>> start Extracted entries

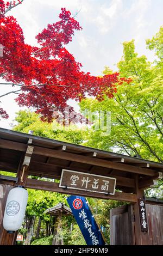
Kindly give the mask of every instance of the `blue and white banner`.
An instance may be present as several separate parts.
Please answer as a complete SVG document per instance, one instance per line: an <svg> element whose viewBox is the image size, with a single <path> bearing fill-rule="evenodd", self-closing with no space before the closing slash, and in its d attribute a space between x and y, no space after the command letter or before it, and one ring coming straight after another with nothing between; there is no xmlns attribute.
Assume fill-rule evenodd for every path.
<svg viewBox="0 0 163 256"><path fill-rule="evenodd" d="M105 244L85 197L70 196L67 198L74 217L87 245Z"/></svg>

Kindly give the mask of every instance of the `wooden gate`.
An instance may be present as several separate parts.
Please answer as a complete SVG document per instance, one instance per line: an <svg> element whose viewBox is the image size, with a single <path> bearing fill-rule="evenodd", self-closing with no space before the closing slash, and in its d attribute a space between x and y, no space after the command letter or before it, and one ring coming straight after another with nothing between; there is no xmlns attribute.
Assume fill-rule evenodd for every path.
<svg viewBox="0 0 163 256"><path fill-rule="evenodd" d="M157 199L146 199L148 231L143 237L143 244L145 245L163 245L163 204L162 202L161 203L158 201ZM132 204L110 210L110 245L136 244L134 219Z"/></svg>
<svg viewBox="0 0 163 256"><path fill-rule="evenodd" d="M3 218L8 193L14 186L0 184L0 245L14 245L16 240L17 232L8 234L3 227Z"/></svg>
<svg viewBox="0 0 163 256"><path fill-rule="evenodd" d="M110 245L135 245L133 205L123 205L110 211Z"/></svg>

>> end Extracted entries

__Given instruction__:
Rewrite every line of the records above as a numbered list with one line per item, skipping blank lines and leaving out the pictures.

__The solution__:
1. Kindly give the mask of every instance of the `blue and white banner`.
2. An instance may be present as several separate parts.
3. Please answer as a complete SVG document per instance, one instance per line: an <svg> element whose viewBox is the image size, with a single <path> bearing fill-rule="evenodd", self-closing with no space before the closing slash, and in its d attribute a space between x and y, no space after the command letter or before it, and one ring coming straight after another with nothing between; there is no xmlns attribute.
4. Assume fill-rule evenodd for every path.
5. <svg viewBox="0 0 163 256"><path fill-rule="evenodd" d="M105 244L85 197L70 196L67 198L74 217L87 245Z"/></svg>
6. Kindly give the mask of every instance of the `wooden gate`.
7. An instance may be present as several separate parts.
8. Please answer as a complete SVG document per instance, one instance per line: an <svg> element whose viewBox is the image size, with a single <path> bearing fill-rule="evenodd", self-closing with no space before the closing slash, and in its d attribute a space between x and y, no space after the command letter or before it, and one ring coming straight after another with nothing between; there is no xmlns attribute.
9. Assume fill-rule evenodd for every path.
10. <svg viewBox="0 0 163 256"><path fill-rule="evenodd" d="M157 199L146 199L148 231L143 237L143 244L145 245L163 245L163 204L162 202L161 203L158 201ZM132 204L110 210L110 245L136 244L134 219Z"/></svg>
11. <svg viewBox="0 0 163 256"><path fill-rule="evenodd" d="M3 218L8 193L14 186L0 184L0 245L14 245L16 240L17 232L8 234L3 227Z"/></svg>
12. <svg viewBox="0 0 163 256"><path fill-rule="evenodd" d="M110 245L135 245L133 205L123 205L110 211Z"/></svg>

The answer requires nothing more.